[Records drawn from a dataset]
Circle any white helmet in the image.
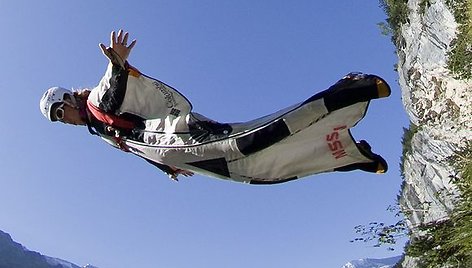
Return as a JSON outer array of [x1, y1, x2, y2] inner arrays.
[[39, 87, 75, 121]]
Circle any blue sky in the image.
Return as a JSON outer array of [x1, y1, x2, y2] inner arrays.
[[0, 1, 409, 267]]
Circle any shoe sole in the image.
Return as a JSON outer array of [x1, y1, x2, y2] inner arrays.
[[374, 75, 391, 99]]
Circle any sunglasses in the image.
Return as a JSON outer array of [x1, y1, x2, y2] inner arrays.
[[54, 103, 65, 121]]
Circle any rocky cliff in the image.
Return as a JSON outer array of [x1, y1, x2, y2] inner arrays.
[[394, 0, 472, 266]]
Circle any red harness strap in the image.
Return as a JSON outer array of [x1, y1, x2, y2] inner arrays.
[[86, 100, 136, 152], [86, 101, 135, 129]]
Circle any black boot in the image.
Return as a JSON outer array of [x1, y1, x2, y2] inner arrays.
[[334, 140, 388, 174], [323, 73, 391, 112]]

---

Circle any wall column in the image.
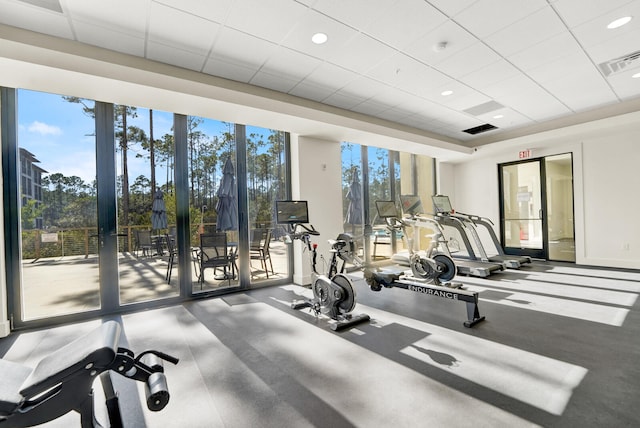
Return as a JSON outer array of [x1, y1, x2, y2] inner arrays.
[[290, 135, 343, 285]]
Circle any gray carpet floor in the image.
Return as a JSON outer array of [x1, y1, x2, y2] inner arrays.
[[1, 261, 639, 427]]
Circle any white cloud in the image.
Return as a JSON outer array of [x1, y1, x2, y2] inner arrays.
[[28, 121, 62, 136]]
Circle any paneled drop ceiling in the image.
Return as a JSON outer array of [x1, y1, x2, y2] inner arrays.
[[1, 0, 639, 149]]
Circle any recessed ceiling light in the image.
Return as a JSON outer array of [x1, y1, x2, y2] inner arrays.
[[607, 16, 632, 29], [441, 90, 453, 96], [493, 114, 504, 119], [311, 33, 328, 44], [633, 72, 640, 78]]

* * *

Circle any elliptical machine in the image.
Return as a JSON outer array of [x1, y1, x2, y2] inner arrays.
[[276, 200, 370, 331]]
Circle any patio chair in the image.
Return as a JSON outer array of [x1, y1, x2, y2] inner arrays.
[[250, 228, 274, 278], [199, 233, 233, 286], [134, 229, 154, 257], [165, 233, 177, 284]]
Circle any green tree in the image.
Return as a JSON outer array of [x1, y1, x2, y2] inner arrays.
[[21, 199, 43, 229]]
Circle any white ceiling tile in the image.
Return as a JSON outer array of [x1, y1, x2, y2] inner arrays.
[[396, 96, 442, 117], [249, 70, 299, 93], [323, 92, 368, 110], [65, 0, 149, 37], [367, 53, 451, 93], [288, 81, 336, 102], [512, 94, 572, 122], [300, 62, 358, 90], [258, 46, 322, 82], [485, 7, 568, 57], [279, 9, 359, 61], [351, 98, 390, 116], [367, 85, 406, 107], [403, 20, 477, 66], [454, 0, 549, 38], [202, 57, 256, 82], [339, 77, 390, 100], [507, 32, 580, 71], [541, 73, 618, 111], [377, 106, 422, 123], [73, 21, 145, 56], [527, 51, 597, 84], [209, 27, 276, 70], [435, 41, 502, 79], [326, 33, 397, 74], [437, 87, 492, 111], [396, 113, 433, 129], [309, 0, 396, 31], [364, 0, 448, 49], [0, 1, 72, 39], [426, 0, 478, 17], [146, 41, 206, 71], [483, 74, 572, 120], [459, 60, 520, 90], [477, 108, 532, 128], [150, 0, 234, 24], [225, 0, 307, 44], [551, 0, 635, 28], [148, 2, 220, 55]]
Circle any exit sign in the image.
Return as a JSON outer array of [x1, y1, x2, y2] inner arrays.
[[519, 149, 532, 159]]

## REQUIRED WORK
Determine how many of the lines above include the word "ceiling", then give that number and nothing else.

## THE ANSWER
3